[Start RECORDS SHOWN]

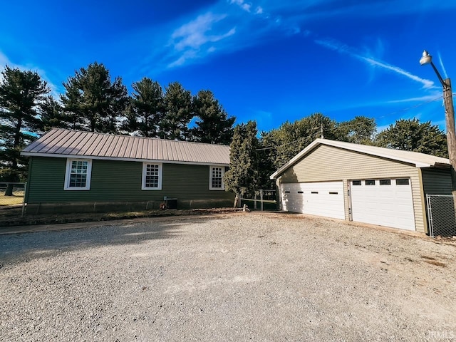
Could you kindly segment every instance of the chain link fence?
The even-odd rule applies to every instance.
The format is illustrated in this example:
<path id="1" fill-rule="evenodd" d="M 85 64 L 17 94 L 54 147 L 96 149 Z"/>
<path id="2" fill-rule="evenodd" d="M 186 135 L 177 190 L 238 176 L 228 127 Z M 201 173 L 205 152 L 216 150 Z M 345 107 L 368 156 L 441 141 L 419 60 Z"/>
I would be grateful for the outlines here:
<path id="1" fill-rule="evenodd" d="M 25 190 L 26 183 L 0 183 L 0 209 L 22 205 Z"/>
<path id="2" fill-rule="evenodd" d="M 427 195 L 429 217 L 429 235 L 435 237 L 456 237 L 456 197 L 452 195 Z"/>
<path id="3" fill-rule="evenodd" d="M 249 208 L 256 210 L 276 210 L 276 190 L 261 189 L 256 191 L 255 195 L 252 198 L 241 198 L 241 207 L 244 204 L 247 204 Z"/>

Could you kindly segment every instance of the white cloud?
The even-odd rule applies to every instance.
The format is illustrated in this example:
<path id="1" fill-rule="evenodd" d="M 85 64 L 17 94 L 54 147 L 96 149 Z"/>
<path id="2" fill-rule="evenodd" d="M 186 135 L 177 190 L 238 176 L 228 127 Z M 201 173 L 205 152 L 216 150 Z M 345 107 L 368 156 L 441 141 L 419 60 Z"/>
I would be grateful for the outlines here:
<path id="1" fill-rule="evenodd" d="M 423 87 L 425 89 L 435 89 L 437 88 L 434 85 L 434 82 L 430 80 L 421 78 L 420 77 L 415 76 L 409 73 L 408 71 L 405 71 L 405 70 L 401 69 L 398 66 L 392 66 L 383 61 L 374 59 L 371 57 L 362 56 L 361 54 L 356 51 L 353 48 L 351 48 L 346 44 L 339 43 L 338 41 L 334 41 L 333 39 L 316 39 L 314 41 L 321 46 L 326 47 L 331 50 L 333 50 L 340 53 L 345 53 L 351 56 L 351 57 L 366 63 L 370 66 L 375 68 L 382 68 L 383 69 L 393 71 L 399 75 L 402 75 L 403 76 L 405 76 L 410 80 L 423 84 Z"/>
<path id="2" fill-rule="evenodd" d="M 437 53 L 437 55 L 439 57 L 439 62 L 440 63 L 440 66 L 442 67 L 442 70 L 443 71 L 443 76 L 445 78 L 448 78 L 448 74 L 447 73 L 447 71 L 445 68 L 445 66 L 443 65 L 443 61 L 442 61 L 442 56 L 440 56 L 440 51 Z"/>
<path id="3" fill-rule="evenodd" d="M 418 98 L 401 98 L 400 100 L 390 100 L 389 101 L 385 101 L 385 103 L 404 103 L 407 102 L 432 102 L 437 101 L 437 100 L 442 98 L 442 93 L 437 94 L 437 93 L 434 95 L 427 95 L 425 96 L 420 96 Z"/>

[End RECORDS SHOWN]

Give the listing above as a CSV with the columns request and outlines: one row per request, its full text in the first column and its answer in the second. Put each field in quotes, replace line breaks with spaces, and omit the pictures.

_WORKED ANSWER_.
request,outlines
"Could you kindly segment every instance of the chain link fence? The even-odd rule applies to every instance. The format is illustrated in this example: <path id=""1"" fill-rule=""evenodd"" d=""M 85 64 L 17 94 L 54 147 L 96 149 Z""/> <path id=""2"" fill-rule=""evenodd"" d=""M 186 135 L 177 190 L 238 176 L 228 127 Z M 201 173 L 205 152 L 216 150 Z M 345 107 L 368 156 L 441 141 L 419 60 Z""/> I would be grateful for the outlines here:","<path id=""1"" fill-rule=""evenodd"" d=""M 25 190 L 26 183 L 0 183 L 0 209 L 22 205 Z""/> <path id=""2"" fill-rule=""evenodd"" d=""M 427 195 L 429 217 L 429 235 L 435 237 L 456 237 L 456 197 L 452 195 Z""/> <path id=""3"" fill-rule=""evenodd"" d=""M 249 208 L 256 210 L 276 210 L 276 190 L 261 189 L 256 191 L 255 195 L 252 198 L 241 198 L 241 207 L 244 204 L 247 204 Z""/>"
"Could you kindly segment every instance of the white cloud? The even-odd rule applies to every instance. The format is illustrated in this example: <path id=""1"" fill-rule=""evenodd"" d=""M 85 64 L 17 94 L 54 147 L 96 149 Z""/> <path id=""2"" fill-rule=""evenodd"" d=""M 186 135 L 177 190 L 238 176 L 228 127 Z M 201 173 L 205 152 L 216 150 Z M 345 107 L 368 156 L 441 141 L 419 60 Z""/> I would be grateful for the outlines here:","<path id=""1"" fill-rule=""evenodd"" d=""M 423 87 L 425 89 L 435 89 L 437 88 L 434 85 L 434 82 L 430 80 L 421 78 L 420 77 L 415 76 L 409 73 L 408 71 L 405 71 L 405 70 L 401 69 L 398 66 L 392 66 L 383 61 L 374 59 L 371 57 L 362 56 L 361 54 L 356 51 L 353 48 L 351 48 L 346 44 L 339 43 L 338 41 L 334 41 L 333 39 L 316 39 L 314 41 L 321 46 L 326 47 L 331 50 L 333 50 L 340 53 L 345 53 L 351 56 L 351 57 L 366 63 L 370 66 L 375 68 L 382 68 L 383 69 L 393 71 L 399 75 L 402 75 L 403 76 L 405 76 L 410 80 L 423 84 Z""/> <path id=""2"" fill-rule=""evenodd"" d=""M 437 53 L 437 55 L 439 57 L 439 62 L 440 63 L 440 66 L 442 67 L 442 70 L 443 71 L 443 76 L 445 78 L 448 78 L 448 74 L 447 73 L 447 71 L 445 68 L 445 66 L 443 65 L 443 61 L 442 61 L 442 56 L 440 56 L 440 51 Z""/> <path id=""3"" fill-rule=""evenodd"" d=""M 418 98 L 401 98 L 400 100 L 390 100 L 389 101 L 385 101 L 385 103 L 404 103 L 407 102 L 432 102 L 437 101 L 437 100 L 442 98 L 442 93 L 437 94 L 437 93 L 434 95 L 427 95 L 425 96 L 420 96 Z""/>"